(Region labeling entries)
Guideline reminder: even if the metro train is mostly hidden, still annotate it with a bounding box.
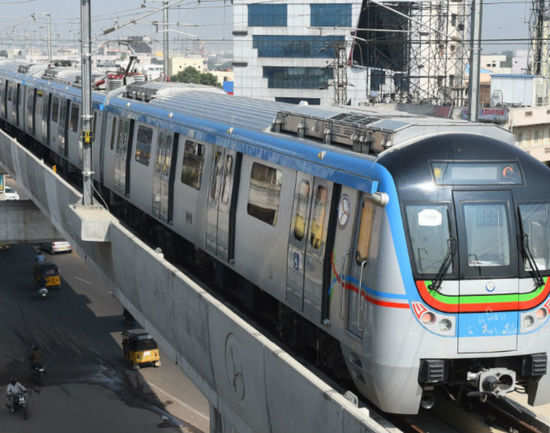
[0,68,550,414]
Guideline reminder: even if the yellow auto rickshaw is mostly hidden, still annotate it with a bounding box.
[122,329,160,367]
[33,262,61,290]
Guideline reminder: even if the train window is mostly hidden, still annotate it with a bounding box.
[111,117,118,150]
[247,162,283,226]
[406,205,452,274]
[222,155,233,204]
[519,203,550,271]
[181,140,204,189]
[136,125,153,165]
[294,180,311,241]
[52,96,59,122]
[70,104,80,132]
[309,185,328,250]
[464,203,510,268]
[355,200,375,264]
[432,162,522,185]
[210,151,223,200]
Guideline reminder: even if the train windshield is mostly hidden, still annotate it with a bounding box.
[519,203,550,271]
[464,203,510,267]
[406,205,453,274]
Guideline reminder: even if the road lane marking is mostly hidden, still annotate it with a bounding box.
[73,277,92,285]
[147,382,210,421]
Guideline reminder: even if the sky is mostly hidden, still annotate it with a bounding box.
[0,0,531,53]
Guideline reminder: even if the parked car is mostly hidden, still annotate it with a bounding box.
[4,186,19,200]
[40,241,73,254]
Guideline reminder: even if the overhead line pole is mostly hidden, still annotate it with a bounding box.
[80,0,93,206]
[468,0,483,122]
[46,14,53,63]
[162,0,170,81]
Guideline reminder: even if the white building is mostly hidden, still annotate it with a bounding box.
[233,0,367,104]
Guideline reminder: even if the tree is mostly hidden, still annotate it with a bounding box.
[171,66,218,86]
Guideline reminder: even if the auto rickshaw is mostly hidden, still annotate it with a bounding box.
[34,262,61,290]
[122,329,160,367]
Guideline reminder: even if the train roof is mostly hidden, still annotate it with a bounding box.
[143,88,515,154]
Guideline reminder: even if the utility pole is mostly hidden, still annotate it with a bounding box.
[334,45,348,105]
[80,0,93,206]
[468,0,483,122]
[162,0,170,81]
[46,14,53,64]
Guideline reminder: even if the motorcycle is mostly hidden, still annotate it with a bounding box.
[31,363,46,386]
[10,392,29,419]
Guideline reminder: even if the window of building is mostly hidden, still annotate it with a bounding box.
[355,200,375,264]
[52,97,59,122]
[247,162,283,226]
[248,3,287,27]
[263,66,333,89]
[310,3,351,27]
[70,104,80,132]
[181,140,204,190]
[309,185,328,250]
[294,180,310,241]
[275,96,321,105]
[252,35,344,59]
[136,125,153,165]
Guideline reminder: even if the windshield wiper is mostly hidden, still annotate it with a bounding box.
[521,231,544,289]
[429,237,456,292]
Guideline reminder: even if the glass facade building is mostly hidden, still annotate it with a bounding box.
[310,3,351,27]
[252,35,345,59]
[233,0,367,105]
[263,66,333,89]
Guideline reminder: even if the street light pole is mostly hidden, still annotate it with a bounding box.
[468,0,483,122]
[80,0,93,206]
[46,14,53,63]
[162,0,170,81]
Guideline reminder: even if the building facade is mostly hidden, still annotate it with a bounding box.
[233,0,367,105]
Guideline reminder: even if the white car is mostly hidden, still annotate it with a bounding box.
[40,241,73,254]
[4,186,19,200]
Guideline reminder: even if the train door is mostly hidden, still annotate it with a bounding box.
[453,191,519,353]
[40,93,52,146]
[67,102,82,167]
[152,129,179,223]
[348,194,376,337]
[206,146,242,261]
[57,99,71,158]
[114,118,134,195]
[25,87,36,135]
[287,173,333,323]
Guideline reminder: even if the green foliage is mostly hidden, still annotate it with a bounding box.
[170,66,218,86]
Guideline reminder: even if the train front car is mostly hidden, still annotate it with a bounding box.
[366,134,550,413]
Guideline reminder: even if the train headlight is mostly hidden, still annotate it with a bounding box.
[420,311,435,325]
[439,319,453,332]
[535,308,548,320]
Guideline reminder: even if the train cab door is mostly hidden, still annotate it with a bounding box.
[287,173,333,323]
[286,172,313,311]
[114,118,134,195]
[453,191,520,353]
[206,146,242,261]
[57,99,71,158]
[152,129,179,223]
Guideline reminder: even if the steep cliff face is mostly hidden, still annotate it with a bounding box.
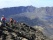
[0,23,49,40]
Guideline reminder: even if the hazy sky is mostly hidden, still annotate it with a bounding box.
[0,0,53,8]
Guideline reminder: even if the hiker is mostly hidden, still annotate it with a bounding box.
[1,15,6,26]
[10,18,14,25]
[14,20,16,24]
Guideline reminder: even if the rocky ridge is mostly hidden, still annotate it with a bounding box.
[0,23,49,40]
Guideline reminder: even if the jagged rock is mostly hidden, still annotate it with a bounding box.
[0,23,49,40]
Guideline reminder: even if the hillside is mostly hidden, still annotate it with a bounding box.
[0,6,53,37]
[0,23,49,40]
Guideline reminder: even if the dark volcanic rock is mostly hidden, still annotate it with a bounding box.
[0,23,49,40]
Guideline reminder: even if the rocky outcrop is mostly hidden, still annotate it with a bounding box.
[0,23,49,40]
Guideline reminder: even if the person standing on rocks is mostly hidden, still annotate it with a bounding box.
[1,15,6,26]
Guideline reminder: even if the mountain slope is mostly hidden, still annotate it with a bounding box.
[0,23,49,40]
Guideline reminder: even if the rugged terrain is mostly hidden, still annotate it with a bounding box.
[0,23,49,40]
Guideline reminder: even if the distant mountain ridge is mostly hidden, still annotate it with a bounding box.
[0,6,53,35]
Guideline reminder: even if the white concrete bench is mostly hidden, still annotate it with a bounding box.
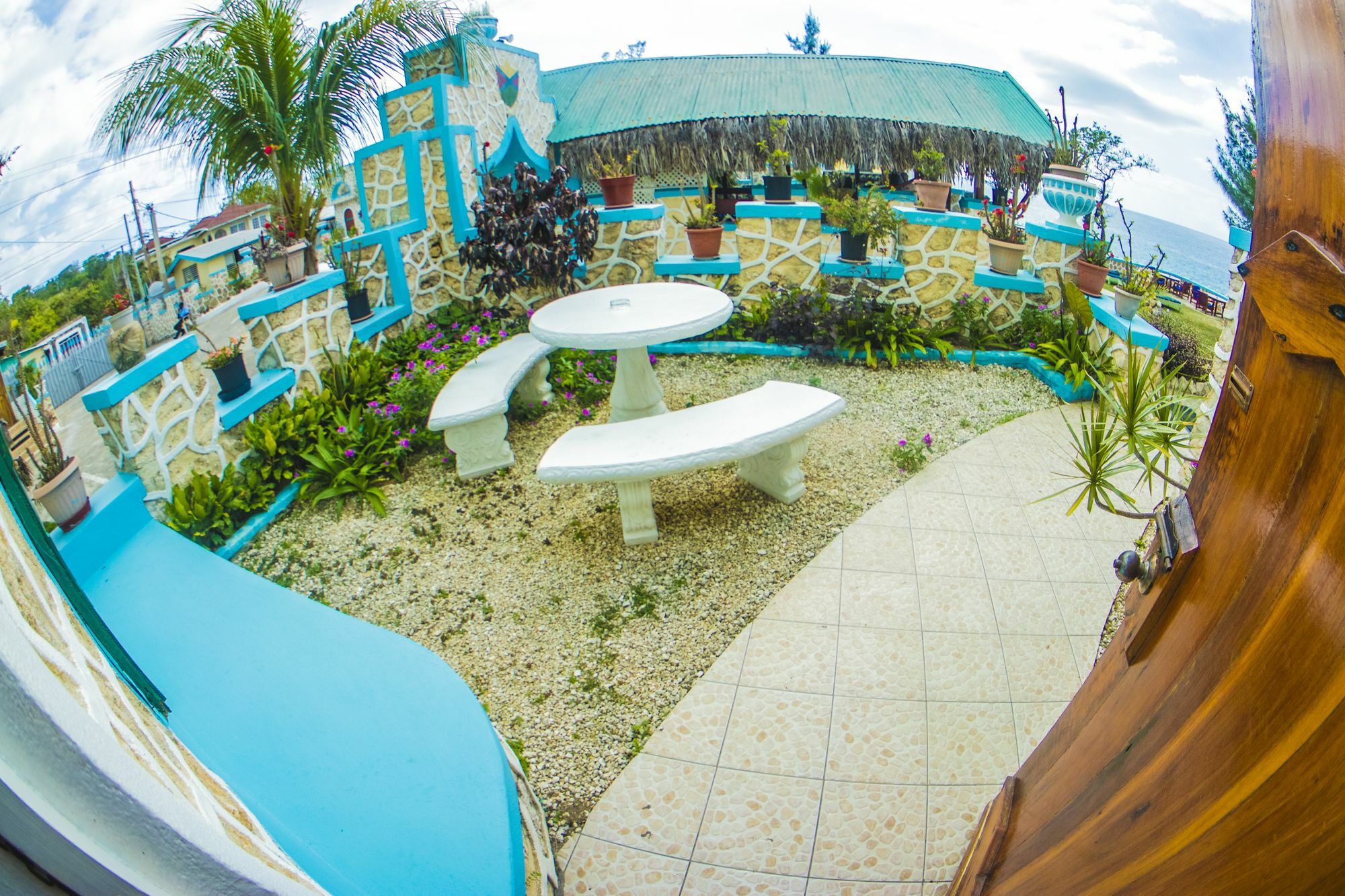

(EXERCISE):
Scale the part of these entries that opens with the line containing "Guideline reminder: even if the train window" and closes with the line containing "[294,180,311,241]". Reproduce every line of that part, request included, and give only those lines, with each bounding box coordinate multiplied by 1.75 and rounded to the nearest whole number, halves rounding up.

(PROBLEM SOLUTION):
Guideline reminder: even if the train window is mostly hidden, still annotate it with a bounding box.
[194,205,207,263]
[432,284,495,396]
[711,359,791,480]
[389,271,408,357]
[908,355,963,474]
[317,245,357,331]
[238,219,268,289]
[515,315,544,422]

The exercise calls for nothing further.